## Aim
Display every line of the records that contains the string "background", copying each line in full.

────────────────

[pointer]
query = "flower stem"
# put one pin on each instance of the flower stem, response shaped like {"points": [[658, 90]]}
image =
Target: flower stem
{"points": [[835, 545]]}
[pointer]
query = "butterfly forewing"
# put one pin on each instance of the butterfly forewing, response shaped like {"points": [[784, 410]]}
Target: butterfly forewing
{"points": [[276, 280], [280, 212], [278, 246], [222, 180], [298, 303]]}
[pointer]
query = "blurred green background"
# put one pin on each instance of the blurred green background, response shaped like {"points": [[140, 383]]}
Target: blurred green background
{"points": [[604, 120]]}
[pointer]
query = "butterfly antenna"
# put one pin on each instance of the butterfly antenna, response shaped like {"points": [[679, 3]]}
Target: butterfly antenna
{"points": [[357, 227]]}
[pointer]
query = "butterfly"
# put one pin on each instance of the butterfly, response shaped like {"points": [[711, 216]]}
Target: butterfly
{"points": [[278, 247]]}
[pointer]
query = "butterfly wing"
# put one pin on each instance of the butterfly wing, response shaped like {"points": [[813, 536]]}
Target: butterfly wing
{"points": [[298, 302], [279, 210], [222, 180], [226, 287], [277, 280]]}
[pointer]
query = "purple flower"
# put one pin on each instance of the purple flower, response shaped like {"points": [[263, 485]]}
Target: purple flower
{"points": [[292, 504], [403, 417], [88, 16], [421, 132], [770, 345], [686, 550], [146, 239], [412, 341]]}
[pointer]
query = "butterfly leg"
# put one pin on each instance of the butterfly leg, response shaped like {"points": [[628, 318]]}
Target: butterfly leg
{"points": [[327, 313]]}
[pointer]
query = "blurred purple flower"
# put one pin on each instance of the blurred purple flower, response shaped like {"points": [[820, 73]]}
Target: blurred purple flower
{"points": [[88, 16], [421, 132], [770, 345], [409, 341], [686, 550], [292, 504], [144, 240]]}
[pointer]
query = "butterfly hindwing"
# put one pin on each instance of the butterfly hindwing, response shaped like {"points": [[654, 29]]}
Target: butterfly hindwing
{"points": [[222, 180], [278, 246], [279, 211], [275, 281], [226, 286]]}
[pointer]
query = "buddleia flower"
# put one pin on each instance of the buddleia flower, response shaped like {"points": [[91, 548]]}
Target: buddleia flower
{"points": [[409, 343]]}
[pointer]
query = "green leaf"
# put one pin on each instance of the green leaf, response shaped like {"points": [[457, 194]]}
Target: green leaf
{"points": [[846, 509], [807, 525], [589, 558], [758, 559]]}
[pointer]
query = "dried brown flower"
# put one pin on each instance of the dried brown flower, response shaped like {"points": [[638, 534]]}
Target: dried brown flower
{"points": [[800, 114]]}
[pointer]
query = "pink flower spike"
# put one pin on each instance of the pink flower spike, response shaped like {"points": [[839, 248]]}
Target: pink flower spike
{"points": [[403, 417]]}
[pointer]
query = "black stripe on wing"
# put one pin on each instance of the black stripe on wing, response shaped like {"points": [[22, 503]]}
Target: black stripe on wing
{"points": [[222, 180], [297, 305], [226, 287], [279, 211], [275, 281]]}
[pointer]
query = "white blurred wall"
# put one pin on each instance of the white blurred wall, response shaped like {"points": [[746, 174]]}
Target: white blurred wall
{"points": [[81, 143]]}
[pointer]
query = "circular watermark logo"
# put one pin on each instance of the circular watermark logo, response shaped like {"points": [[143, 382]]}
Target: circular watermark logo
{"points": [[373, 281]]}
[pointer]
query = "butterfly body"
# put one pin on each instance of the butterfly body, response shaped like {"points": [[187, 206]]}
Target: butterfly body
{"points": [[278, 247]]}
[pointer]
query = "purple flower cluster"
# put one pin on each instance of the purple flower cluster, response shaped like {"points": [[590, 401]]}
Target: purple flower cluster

────────────────

## Finished answer
query = "blurred green background"
# put one pin on each instance of the blurred green background, response shaped like {"points": [[140, 383]]}
Target: blurred green background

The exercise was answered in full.